**Request:**
Output all the data exactly. Pictures do not belong in the copy.

**Records for this task:**
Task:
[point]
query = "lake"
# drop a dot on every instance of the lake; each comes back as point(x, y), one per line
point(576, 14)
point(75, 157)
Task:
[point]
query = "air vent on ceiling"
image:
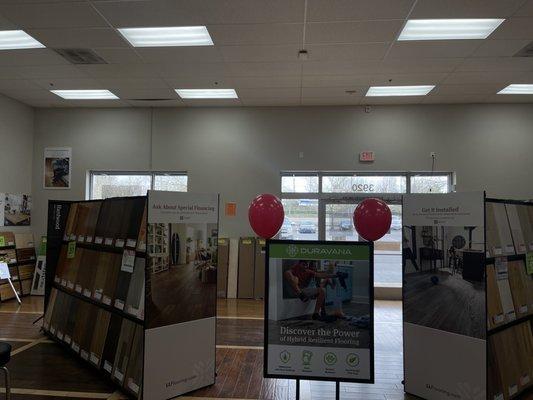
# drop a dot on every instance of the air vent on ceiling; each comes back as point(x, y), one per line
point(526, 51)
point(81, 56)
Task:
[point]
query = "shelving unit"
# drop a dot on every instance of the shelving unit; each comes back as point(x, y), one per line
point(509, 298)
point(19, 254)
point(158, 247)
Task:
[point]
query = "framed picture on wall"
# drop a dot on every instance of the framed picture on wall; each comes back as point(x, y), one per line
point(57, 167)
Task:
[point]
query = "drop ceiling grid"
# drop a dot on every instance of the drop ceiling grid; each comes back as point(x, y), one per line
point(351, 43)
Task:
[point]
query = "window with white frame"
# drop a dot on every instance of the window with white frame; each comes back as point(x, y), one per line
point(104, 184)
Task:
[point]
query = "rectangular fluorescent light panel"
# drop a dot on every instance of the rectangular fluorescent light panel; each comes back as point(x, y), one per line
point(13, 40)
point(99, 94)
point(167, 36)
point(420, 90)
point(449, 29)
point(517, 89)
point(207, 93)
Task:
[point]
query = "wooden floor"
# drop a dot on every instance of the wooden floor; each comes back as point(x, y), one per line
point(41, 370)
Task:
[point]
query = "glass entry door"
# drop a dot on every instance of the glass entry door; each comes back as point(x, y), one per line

**Answer to the exercise:**
Task:
[point]
query = "lake"
# drop a dot on every instance of the lake; each comes back as point(x, y), one per line
point(576, 14)
point(75, 157)
Task:
[point]
query = "air vent on ceiling"
image:
# drop a dot on every instance of the air vent on ceiling; each comes back as point(x, y), one per line
point(526, 51)
point(81, 56)
Task:
[point]
query = "shelving unit"
# drop a dot on every instance of the shelving unit; each comes back as point(x, y), one per line
point(509, 298)
point(19, 254)
point(158, 247)
Task:
[point]
query = "framed picture on wall"
# drop a dot on every instance of the framed picture on wall; each comes back as point(x, y), one per line
point(57, 167)
Task:
[point]
query = "drop ceiling grid"
# drop a dot on every instance of the drop ceiling grid; each comes back as point(x, y), one per line
point(351, 43)
Task:
[point]
query = "window with white frame"
# drop a dot on every instance of the window with white frame; each comes back as point(x, y), one per line
point(104, 184)
Task:
[point]
query = "rectangular fluorescent light panel"
# drop a dot on every instance of the rectangular fluorescent light panel; each comes back as point(x, y), one per line
point(13, 40)
point(99, 94)
point(167, 36)
point(420, 90)
point(449, 29)
point(517, 89)
point(207, 93)
Task:
[point]
query = "wooden floor"
# drop a dot on every instance of the wooden floor; each comes back as point(x, y), one per line
point(41, 370)
Task:
[point]
query = "glass entry door"
# drop a dot on every instance of the glass entry door; each comes back as point(x, y), one per line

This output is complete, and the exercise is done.